= Problem =
Show every line below that contains the string "house". Uppercase and lowercase letters count as different.

= Records shown =
----------

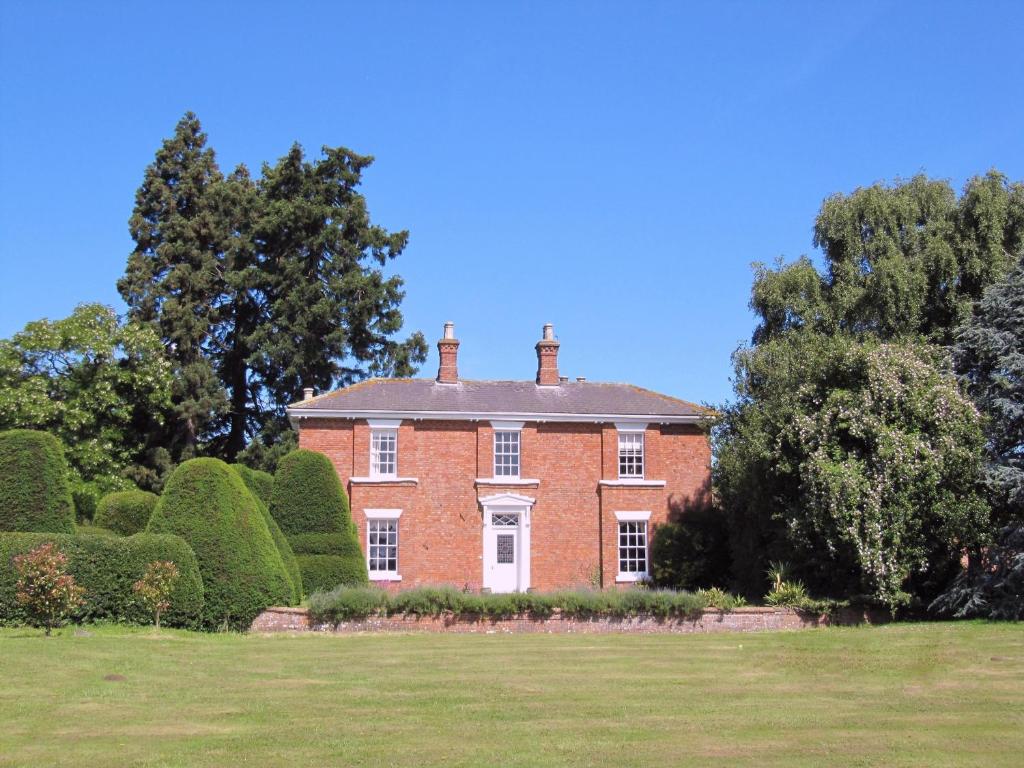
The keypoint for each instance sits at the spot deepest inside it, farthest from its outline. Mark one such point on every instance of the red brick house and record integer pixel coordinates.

----------

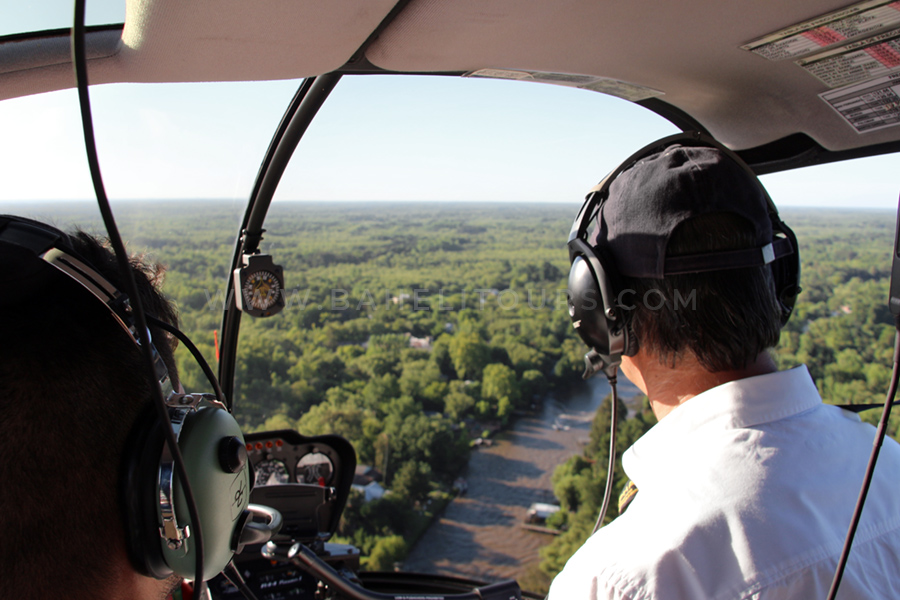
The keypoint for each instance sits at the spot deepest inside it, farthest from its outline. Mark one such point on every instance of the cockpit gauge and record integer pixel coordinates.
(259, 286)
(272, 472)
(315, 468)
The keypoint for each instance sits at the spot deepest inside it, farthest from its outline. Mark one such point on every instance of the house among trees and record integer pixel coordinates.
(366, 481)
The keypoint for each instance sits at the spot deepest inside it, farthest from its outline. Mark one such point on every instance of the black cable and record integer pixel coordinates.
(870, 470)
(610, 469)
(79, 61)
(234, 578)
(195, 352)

----------

= Exercise result =
The keypoint for each instance sits at the spot deepest inside it, farthest from its outline. Mark one such point on every instance of the red brick house and record integer pixel coordinates.
The keypoint for each instance sits at the spot deepest inside it, farthest from its outline. Mark one such point on every instance of the house among trees and record integer pixel coordinates.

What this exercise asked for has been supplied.